** begin Passage **
2.2. Relationship to Prior Work

2.2.1. Distribution free learning

The question answered here differs significantly from much prior learning theory, including the results of Vapnik [51], Valiant [50], Devroye [11], and many others. See [20] for a good summary. The principle difference is the question we address: “Have we learned?”

Much of the prior work in learning theory addresses the question: “How many examples are needed in order to guarantee that I will choose (nearly) the best hypothesis from some fixed hypothesis set?”

In particular, suppose that we have a hypothesis set $H$. If we guarantee that:

$${Pr}_{S\sim D^m}\left(\exists h\in H:\mid e_D\left(h\right)-{\widehat{e}}_S\left(h\right)\mid >\epsilon \right)<\delta$$ then if our learning algorithm choses the hypothesis with minimum empirical error (known as “empirical risk minimization” in the language of [52]), we will be guaranteed that the chosen hypothesis satisfies: $$e_D\left(h\right)-e_D^{\ast }\le 2\epsilon$$ where $e_D^{\ast }={inf}_{h\in H}{e}_D\left(h\right)$.

There are several difficulties inherent in this approach which we will avoid.

1. Results in this model apply only for the empirical risk minimization (ERM) algorithm. The ERM algorithm is known to be NP-complete [4] for some hypothesis spaces and, in general, is essentially dependent upon the axiom of choice. These results will approximately apply to approximate ERM algorithms, but it is unclear how “approximate” typical learning algorithms are. By answering “Have we learned?” this complexity is avoided.
2. There is no natural notion of preference (or “prior”) amongst the hypotheses, $h$, in the hypothesis space, $H$. This is very important for practical application as is shown in Figure 12.3.3.
3. Answers to this question are generally insensitive to the final result, ${\widehat{e}}_S\left(h\right)$. This is again important in practice (shown here 3.4.1) because the variance of the distribution of the empirical error, ${\widehat{e}}_S\left(h\right)$, changes significantly with different true error rates, $e_D\left(h\right)$.
** end Passage **
** begin Data excerpts **
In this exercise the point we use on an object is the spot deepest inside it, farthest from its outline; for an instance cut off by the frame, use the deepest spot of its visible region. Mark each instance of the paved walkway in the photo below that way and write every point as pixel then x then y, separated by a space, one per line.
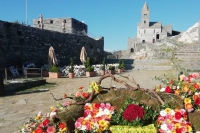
pixel 16 109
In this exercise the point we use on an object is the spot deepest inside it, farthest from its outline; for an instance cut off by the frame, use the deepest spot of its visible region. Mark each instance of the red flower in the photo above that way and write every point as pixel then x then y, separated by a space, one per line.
pixel 85 95
pixel 197 101
pixel 38 130
pixel 168 89
pixel 196 86
pixel 97 105
pixel 171 81
pixel 133 112
pixel 178 115
pixel 46 122
pixel 62 125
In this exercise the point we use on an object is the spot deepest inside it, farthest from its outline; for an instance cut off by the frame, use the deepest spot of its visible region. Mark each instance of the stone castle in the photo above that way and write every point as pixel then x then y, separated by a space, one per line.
pixel 63 25
pixel 149 32
pixel 21 44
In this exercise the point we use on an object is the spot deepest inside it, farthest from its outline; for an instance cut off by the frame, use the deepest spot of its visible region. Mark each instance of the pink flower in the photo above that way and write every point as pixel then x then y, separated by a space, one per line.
pixel 170 127
pixel 78 124
pixel 88 126
pixel 51 129
pixel 78 94
pixel 66 103
pixel 182 111
pixel 195 75
pixel 168 89
pixel 52 115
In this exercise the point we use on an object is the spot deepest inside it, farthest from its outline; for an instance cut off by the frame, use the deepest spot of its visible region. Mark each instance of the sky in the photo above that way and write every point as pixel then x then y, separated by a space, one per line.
pixel 115 20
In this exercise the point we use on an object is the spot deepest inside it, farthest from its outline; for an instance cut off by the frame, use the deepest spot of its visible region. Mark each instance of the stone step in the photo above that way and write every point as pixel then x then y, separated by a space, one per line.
pixel 151 67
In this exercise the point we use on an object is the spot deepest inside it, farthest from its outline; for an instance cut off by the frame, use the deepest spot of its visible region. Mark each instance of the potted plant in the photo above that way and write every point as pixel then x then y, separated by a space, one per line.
pixel 123 66
pixel 111 69
pixel 120 66
pixel 54 72
pixel 71 69
pixel 45 71
pixel 89 69
pixel 103 67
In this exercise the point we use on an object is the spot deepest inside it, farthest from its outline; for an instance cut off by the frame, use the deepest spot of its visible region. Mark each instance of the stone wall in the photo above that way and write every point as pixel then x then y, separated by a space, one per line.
pixel 20 44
** end Data excerpts **
** Jobs **
**a.** Answer these questions about the passage on prior work in learning theory:
(i) What question does the passage say it addresses?
(ii) What is choosing the hypothesis with minimum empirical error known as?
(iii) For some hypothesis spaces, what is the ERM algorithm known to be?
**b.** Carry on the passage on prior work in learning theory from where it stops.

** Expected answers **
**a.**
(i) "Have we learned?"
(ii) Empirical risk minimization.
(iii) NP-complete.

**b.**
These drawbacks can be alleviated (but not removed) to some extent. For example, many people apply results in this model to arbitrary learning algorithms by simply noticing that the deviation of the empirical and true error rates is small. This, in turn, implies that whatever hypothesis your algorithm learns (empirical minimum or not), it’s true error is within $\epsilon$ of the empirical error. This is one approach to addressing the question “have we learned?” - others will be presented here.

The second drawback can be alleviated using “structural risk minimization” (as in [52]). Structural risk minimization removes most of drawback (2), although it is awkward for specifying very fine-grained preferences. We will use an arbitrary measure $P$ over the hypothesis space $h$. This prior $P$ need not (necessarily) be a Bayesian prior - all that is formally required is that this “prior” be specified without using information from the examples. The notion of measure $P$ is more general than structural risk minimization because for every “structure” $T$ on which structural risk minimization is done, we can produce a “prior” $P_T$ dependent upon the structure $T$ and derive the same (or tighter) results.

The third drawback can be alleviated using “relative risk” as in [52], but this still leaves some slack in the bounds.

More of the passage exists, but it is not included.